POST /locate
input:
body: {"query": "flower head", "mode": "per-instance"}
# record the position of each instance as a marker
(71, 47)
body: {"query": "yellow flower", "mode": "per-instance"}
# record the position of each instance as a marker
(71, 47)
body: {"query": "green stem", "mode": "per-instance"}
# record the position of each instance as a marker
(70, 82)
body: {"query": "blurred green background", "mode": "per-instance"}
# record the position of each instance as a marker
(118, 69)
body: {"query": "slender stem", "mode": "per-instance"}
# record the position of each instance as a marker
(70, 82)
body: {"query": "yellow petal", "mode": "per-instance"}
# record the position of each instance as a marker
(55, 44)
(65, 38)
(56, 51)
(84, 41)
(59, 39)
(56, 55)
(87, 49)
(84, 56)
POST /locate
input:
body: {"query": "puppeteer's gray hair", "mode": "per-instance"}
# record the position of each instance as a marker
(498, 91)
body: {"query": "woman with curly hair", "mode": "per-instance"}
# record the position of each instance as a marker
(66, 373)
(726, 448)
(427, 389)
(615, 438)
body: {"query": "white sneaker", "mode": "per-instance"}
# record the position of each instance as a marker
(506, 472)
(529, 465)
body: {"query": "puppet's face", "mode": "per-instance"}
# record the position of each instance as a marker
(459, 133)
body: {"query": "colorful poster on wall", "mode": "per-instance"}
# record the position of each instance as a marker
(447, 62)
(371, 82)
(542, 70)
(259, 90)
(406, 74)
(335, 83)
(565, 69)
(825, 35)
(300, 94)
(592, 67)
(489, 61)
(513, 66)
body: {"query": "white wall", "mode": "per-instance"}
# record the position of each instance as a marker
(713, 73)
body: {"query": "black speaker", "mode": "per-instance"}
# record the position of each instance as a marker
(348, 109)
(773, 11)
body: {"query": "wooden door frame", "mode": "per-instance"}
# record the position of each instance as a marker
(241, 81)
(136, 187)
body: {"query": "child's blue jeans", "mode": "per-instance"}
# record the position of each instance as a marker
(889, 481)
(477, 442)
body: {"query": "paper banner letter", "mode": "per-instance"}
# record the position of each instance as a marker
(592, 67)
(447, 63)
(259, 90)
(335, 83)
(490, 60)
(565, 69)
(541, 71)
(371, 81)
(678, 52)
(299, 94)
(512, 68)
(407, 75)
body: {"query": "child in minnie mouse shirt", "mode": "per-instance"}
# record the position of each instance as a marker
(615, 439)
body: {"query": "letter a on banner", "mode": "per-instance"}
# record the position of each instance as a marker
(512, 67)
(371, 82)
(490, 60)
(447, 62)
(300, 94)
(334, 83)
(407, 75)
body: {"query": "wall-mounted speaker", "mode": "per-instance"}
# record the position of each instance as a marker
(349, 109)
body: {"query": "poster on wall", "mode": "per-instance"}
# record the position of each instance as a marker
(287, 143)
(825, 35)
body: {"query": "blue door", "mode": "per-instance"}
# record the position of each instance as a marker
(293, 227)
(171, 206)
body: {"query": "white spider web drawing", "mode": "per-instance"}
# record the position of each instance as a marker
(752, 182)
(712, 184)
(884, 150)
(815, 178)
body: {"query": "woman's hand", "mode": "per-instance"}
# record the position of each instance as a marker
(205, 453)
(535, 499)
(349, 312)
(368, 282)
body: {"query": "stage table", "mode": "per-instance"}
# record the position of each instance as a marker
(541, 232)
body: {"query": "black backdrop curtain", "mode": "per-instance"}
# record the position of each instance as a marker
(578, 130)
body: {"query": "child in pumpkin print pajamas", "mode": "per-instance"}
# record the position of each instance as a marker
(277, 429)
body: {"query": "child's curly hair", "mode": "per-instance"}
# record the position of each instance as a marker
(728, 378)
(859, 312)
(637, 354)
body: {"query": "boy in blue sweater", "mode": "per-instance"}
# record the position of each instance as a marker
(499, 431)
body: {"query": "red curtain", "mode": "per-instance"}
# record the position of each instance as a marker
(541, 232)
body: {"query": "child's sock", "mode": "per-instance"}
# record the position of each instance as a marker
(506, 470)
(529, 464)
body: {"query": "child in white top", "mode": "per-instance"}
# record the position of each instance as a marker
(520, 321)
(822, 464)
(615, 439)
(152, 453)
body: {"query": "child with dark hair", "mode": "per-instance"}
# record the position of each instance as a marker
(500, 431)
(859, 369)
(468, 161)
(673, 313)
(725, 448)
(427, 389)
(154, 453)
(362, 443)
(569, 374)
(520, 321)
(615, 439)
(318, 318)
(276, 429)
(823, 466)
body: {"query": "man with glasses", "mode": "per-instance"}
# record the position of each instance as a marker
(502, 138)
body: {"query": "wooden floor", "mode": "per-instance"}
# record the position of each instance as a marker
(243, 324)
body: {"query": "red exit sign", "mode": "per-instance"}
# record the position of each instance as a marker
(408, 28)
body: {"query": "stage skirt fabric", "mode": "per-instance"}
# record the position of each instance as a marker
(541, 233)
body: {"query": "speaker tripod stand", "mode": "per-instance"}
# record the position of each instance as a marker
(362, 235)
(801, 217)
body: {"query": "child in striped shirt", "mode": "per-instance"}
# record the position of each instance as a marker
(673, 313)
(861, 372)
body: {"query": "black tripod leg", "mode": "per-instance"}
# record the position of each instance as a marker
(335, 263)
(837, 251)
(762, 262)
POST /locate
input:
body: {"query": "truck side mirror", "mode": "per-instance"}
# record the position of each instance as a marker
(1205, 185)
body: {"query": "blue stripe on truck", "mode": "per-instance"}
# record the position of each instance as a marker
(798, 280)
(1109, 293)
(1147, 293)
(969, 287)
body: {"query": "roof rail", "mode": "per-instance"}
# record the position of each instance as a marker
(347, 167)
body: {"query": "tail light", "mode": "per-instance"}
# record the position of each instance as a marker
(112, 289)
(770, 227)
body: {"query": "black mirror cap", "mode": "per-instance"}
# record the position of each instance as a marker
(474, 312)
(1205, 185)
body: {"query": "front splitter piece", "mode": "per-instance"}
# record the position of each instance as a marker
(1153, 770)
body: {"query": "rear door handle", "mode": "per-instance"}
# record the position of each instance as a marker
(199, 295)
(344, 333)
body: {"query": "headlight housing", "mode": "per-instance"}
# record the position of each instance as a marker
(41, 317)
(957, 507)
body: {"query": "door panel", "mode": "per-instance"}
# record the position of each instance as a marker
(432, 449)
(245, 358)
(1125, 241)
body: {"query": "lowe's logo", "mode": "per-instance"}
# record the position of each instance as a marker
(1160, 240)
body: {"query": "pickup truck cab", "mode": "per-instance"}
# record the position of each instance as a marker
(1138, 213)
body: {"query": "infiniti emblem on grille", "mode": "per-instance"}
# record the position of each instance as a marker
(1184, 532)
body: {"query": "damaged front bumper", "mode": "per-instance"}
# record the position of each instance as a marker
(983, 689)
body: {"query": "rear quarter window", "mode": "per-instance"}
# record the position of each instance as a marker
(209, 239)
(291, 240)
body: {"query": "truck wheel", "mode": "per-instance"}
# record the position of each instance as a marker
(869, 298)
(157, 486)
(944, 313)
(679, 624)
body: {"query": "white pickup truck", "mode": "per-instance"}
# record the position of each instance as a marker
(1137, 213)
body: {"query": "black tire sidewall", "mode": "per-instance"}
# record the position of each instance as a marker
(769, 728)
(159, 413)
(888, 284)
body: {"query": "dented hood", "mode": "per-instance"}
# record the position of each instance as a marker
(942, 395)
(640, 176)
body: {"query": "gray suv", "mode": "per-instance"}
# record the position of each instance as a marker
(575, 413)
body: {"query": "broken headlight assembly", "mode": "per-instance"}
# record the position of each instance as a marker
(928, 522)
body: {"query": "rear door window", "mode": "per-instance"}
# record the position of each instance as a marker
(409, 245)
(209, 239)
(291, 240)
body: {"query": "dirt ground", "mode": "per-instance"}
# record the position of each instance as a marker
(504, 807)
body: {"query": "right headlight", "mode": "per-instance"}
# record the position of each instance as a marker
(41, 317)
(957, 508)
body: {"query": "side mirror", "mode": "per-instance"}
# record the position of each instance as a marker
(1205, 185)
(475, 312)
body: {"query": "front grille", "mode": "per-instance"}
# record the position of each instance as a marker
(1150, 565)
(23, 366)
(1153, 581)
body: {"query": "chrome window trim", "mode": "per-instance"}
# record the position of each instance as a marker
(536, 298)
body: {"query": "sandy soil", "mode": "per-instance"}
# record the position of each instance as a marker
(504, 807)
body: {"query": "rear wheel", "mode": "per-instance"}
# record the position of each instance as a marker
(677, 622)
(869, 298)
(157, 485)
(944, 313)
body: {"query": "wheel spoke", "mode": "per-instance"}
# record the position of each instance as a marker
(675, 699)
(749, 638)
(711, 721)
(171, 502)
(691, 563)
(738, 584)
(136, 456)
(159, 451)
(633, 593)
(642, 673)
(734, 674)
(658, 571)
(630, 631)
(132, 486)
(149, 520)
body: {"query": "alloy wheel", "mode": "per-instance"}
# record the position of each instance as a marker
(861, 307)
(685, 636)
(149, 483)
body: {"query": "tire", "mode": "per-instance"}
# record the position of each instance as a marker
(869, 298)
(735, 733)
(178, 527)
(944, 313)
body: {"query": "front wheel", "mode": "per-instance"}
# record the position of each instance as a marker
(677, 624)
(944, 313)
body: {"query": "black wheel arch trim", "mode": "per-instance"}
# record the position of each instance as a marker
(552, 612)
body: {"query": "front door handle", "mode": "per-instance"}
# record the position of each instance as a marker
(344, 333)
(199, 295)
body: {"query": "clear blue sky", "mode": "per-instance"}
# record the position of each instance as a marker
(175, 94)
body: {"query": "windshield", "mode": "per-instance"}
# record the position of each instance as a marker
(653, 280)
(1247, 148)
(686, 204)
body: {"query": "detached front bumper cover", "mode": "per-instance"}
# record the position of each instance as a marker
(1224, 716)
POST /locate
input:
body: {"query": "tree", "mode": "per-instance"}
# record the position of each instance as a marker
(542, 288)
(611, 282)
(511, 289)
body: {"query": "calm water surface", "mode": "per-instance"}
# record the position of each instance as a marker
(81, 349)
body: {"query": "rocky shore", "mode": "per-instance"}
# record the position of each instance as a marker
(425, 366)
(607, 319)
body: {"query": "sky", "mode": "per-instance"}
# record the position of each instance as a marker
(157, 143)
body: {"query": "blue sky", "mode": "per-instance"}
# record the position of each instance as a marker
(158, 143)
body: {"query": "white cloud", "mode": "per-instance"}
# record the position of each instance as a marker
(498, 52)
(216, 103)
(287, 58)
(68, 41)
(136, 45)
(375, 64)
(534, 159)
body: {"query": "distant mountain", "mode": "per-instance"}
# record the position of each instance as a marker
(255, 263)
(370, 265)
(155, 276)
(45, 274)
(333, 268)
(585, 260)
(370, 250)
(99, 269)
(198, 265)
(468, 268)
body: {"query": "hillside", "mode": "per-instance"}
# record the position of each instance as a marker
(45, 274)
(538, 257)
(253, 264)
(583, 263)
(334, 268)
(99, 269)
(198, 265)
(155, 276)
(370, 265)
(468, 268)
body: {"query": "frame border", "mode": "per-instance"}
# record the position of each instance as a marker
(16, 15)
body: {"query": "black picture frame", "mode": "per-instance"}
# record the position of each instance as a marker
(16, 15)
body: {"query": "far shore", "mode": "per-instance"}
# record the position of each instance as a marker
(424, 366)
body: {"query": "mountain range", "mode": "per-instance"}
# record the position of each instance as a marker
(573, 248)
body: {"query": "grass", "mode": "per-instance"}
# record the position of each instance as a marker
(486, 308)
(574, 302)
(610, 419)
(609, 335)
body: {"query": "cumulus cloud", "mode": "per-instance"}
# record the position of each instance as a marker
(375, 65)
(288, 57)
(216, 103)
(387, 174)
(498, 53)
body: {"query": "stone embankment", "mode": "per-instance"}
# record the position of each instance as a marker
--------------------------------------------------
→ **Given problem**
From the material above, extract each line that contains the string "shore".

→ **Complete output**
body: {"query": "rocky shore", "mode": "per-instance"}
body: {"query": "far shore", "mode": "per-instance"}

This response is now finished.